◆ **Page text**:

The role of catechists in the spreading the gospel must be stressed. In the absence of a travelling priest they make certain of prayer and prepare for baptism. P. Théophane de Caters was to be the man of the minor seminary. The future would show that many of his pupils would not get as far as the priesthood, but would make excellent members of civil society. In 1932 Rome raised the Prefecture to an Apostolic Vicariate, of which Mgr de Hemptinne became the bishop, being consecrated at the Abbey of Saint-André.

The Sower sowed the seed which germinated all over Upper Katanga. Young people asked for Catholic marriage. Students at the major seminary began their studies for the priesthood under the White Fathers, those masters of formation. A monastic priory was already in existence, but God added his mark to it.

At the mission of Mukabe-Kasari the young men asked and gained from P. Charles van der Straeten permission to pray and work as they saw him doing with his confrère Gabriel Schmalz. Two years later there were twenty aspirants. The Abbot of Saint-André, visiting after the Second World War, clothed them in the monastic habit, and the bishop received their first vows in 1950. The Divine Office was recited in Kisanga, and the brothers worked in the fields. The community moved to Kansenia, where it diversified its activities. A major seminarist from Inongo (Equatorial Guinea), attracted by the Rule of St Benedict, was admitted, and ordained priest in 1956. The following year Mgr de Hemptinne ordained his first three diocesan priests. He died suddenly on 6th February, 1958. Of him one can say as of the Apostle Paul, he received much and he gave much.

His successor, P. Floribert Cornélis, who had been in Katanga for twenty years, received episcopal consecration from Pope John XXIII. He wanted his episcopate to be brief. The coat of arms he chose was a black and white chequer-board. That was a symbol. He brought the institutions of the diocese into canonical form and founded a modern Catholic press, appealing to the Paulist sisters and brothers. The independence of the Congo, announced on 30th June, 1960, did not catch him unawares. He transferred the major seminary of Mpala to Lubumbashi, the archiepiscopal see. He ordained an unbroken series of diocesan priests, sending some for further studies, placing others in parishes. The Church of Spain sent priests and sisters, because Saint-André discontinued its supply in order to concentrate its forces on the priory of Notre-Dame des Sources. Having attended three sessions of the Second Vatican Council, Mgr Cornélis resigned in 1967.

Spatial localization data
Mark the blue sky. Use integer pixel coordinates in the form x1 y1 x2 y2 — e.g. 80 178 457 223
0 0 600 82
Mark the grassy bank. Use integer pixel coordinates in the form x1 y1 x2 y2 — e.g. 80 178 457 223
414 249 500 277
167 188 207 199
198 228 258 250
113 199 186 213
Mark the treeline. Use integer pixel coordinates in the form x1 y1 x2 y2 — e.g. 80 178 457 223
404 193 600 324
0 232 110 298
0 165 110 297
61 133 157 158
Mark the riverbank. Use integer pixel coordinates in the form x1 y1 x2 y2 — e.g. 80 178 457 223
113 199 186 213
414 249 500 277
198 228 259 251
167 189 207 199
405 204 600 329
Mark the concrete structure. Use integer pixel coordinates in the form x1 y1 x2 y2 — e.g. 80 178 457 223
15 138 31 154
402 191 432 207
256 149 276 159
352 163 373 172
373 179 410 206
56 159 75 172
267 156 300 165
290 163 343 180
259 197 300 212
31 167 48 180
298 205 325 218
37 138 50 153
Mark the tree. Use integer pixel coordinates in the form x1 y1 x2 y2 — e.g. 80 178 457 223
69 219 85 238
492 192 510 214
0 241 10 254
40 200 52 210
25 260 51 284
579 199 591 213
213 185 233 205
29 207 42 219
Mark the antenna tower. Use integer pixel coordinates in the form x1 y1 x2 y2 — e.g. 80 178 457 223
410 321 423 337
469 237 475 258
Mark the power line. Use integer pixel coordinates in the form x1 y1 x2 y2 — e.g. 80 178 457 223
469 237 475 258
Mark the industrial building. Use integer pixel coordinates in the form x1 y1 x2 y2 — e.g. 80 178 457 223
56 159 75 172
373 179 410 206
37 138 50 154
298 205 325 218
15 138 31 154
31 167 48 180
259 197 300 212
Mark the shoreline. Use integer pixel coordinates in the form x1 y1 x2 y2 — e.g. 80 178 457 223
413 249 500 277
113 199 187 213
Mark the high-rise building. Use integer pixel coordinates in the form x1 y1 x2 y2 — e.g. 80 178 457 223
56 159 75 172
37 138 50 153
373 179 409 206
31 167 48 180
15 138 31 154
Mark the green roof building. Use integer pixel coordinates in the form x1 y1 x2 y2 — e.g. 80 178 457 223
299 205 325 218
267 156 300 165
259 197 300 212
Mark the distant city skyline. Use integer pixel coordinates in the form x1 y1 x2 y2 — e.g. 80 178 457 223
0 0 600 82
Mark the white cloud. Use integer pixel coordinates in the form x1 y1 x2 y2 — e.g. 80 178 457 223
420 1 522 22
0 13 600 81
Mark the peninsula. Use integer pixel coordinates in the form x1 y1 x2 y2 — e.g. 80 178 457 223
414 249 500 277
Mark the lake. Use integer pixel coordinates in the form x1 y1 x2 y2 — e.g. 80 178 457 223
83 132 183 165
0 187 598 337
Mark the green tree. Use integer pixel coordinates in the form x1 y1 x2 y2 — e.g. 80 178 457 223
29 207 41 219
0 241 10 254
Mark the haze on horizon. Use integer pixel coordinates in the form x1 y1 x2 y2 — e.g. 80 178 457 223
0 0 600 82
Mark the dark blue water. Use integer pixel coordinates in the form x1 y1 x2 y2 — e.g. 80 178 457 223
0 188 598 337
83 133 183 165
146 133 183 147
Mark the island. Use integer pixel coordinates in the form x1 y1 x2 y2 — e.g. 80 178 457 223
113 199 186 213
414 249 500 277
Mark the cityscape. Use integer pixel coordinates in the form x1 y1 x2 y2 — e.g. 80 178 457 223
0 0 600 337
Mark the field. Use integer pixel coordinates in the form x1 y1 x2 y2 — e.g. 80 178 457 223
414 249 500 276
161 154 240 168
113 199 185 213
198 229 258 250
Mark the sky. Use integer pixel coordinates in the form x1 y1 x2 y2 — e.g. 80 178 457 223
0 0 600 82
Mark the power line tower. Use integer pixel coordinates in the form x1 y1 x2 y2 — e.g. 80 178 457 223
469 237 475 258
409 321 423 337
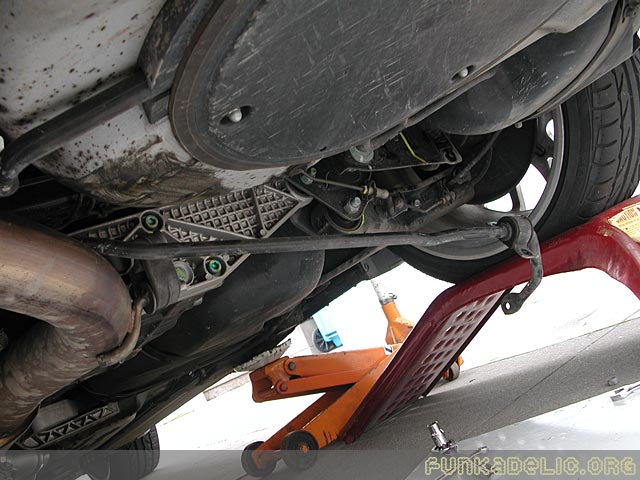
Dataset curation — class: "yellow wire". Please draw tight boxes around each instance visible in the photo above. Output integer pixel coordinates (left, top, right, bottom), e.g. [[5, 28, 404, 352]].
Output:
[[400, 132, 427, 163]]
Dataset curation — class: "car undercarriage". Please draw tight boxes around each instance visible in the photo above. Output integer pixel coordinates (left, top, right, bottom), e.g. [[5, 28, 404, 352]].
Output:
[[0, 0, 640, 478]]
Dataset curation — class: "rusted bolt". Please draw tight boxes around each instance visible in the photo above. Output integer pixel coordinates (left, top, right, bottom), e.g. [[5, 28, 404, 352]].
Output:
[[227, 108, 242, 123]]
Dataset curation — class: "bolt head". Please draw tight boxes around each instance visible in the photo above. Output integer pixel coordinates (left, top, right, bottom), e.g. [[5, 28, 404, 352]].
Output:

◆ **Directions for this task**:
Type out the entire passage on the Church in Katanga word for word. The lines above play no part in what is asked here.

◆ **Output for this exercise**:
The role of catechists in the spreading the gospel must be stressed. In the absence of a travelling priest they make certain of prayer and prepare for baptism. P. Théophane de Caters was to be the man of the minor seminary. The future would show that many of his pupils would not get as far as the priesthood, but would make excellent members of civil society. In 1932 Rome raised the Prefecture to an Apostolic Vicariate, of which Mgr de Hemptinne became the bishop, being consecrated at the Abbey of Saint-André.

The Sower sowed the seed which germinated all over Upper Katanga. Young people asked for Catholic marriage. Students at the major seminary began their studies for the priesthood under the White Fathers, those masters of formation. A monastic priory was already in existence, but God added his mark to it.

At the mission of Mukabe-Kasari the young men asked and gained from P. Charles van der Straeten permission to pray and work as they saw him doing with his confrère Gabriel Schmalz. Two years later there were twenty aspirants. The Abbot of Saint-André, visiting after the Second World War, clothed them in the monastic habit, and the bishop received their first vows in 1950. The Divine Office was recited in Kisanga, and the brothers worked in the fields. The community moved to Kansenia, where it diversified its activities. A major seminarist from Inongo (Equatorial Guinea), attracted by the Rule of St Benedict, was admitted, and ordained priest in 1956. The following year Mgr de Hemptinne ordained his first three diocesan priests. He died suddenly on 6th February, 1958. Of him one can say as of the Apostle Paul, he received much and he gave much.

His successor, P. Floribert Cornélis, who had been in Katanga for twenty years, received episcopal consecration from Pope John XXIII. He wanted his episcopate to be brief. The coat of arms he chose was a black and white chequer-board. That was a symbol. He brought the institutions of the diocese into canonical form and founded a modern Catholic press, appealing to the Paulist sisters and brothers. The independence of the Congo, announced on 30th June, 1960, did not catch him unawares. He transferred the major seminary of Mpala to Lubumbashi, the archiepiscopal see. He ordained an unbroken series of diocesan priests, sending some for further studies, placing others in parishes. The Church of Spain sent priests and sisters, because Saint-André discontinued its supply in order to concentrate its forces on the priory of Notre-Dame des Sources. Having attended three sessions of the Second Vatican Council, Mgr Cornélis resigned in 1967.